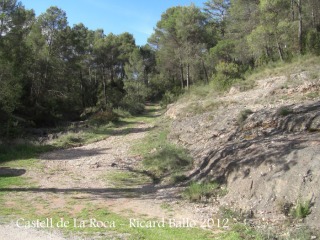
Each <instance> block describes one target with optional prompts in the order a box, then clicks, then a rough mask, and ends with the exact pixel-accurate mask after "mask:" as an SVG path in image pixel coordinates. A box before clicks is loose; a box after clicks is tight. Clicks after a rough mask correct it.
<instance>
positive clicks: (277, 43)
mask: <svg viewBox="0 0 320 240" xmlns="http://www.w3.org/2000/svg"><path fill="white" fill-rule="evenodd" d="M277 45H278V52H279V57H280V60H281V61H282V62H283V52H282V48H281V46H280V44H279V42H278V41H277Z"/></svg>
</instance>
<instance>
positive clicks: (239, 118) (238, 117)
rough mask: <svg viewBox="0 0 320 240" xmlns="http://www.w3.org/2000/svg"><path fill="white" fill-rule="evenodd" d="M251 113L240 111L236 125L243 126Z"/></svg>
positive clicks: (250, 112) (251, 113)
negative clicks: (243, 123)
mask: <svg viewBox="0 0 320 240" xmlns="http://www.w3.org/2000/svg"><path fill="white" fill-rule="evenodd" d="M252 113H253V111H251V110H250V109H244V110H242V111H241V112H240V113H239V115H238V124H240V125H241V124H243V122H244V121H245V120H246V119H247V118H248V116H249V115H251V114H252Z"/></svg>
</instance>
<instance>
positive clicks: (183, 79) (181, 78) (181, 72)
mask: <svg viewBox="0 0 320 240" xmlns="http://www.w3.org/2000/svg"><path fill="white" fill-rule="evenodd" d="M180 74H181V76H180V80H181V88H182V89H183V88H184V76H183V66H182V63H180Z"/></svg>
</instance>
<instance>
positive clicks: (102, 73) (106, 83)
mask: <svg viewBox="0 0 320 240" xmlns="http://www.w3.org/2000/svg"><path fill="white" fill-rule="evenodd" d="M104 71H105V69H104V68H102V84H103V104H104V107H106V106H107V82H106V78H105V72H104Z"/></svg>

#### [PROMPT]
Exactly what appears in the records above must be returned, apart from the pictures.

#### [ANSWER SECTION]
Each <instance> block describes one target with optional prompts in the order a box, then clicks, then a rough mask, and ends with the exact pixel-accurate mask after "mask:" as an SVG path in image pixel coordinates. A box before clicks is loose; a box after clicks is tight. Clicks after a rough mask correct it.
<instance>
positive clicks: (277, 43)
mask: <svg viewBox="0 0 320 240" xmlns="http://www.w3.org/2000/svg"><path fill="white" fill-rule="evenodd" d="M277 45H278V52H279V57H280V60H281V61H282V62H283V52H282V48H281V46H280V44H279V42H278V41H277Z"/></svg>
</instance>
<instance>
positive clicks: (239, 118) (238, 117)
rough mask: <svg viewBox="0 0 320 240" xmlns="http://www.w3.org/2000/svg"><path fill="white" fill-rule="evenodd" d="M251 113L240 111L236 125L243 126Z"/></svg>
positive clicks: (250, 112) (251, 113)
negative clicks: (243, 123)
mask: <svg viewBox="0 0 320 240" xmlns="http://www.w3.org/2000/svg"><path fill="white" fill-rule="evenodd" d="M252 113H253V111H251V110H250V109H244V110H242V111H241V112H240V113H239V115H238V124H240V125H241V124H243V122H244V121H245V120H246V119H247V118H248V116H249V115H251V114H252Z"/></svg>
</instance>
<instance>
positive clicks: (183, 79) (181, 78) (181, 72)
mask: <svg viewBox="0 0 320 240" xmlns="http://www.w3.org/2000/svg"><path fill="white" fill-rule="evenodd" d="M180 74H181V76H180V80H181V88H182V89H183V88H184V76H183V66H182V63H180Z"/></svg>
</instance>
<instance>
positive clicks: (102, 73) (106, 83)
mask: <svg viewBox="0 0 320 240" xmlns="http://www.w3.org/2000/svg"><path fill="white" fill-rule="evenodd" d="M104 71H105V69H104V68H102V84H103V104H104V107H106V106H107V82H106V78H105V72H104Z"/></svg>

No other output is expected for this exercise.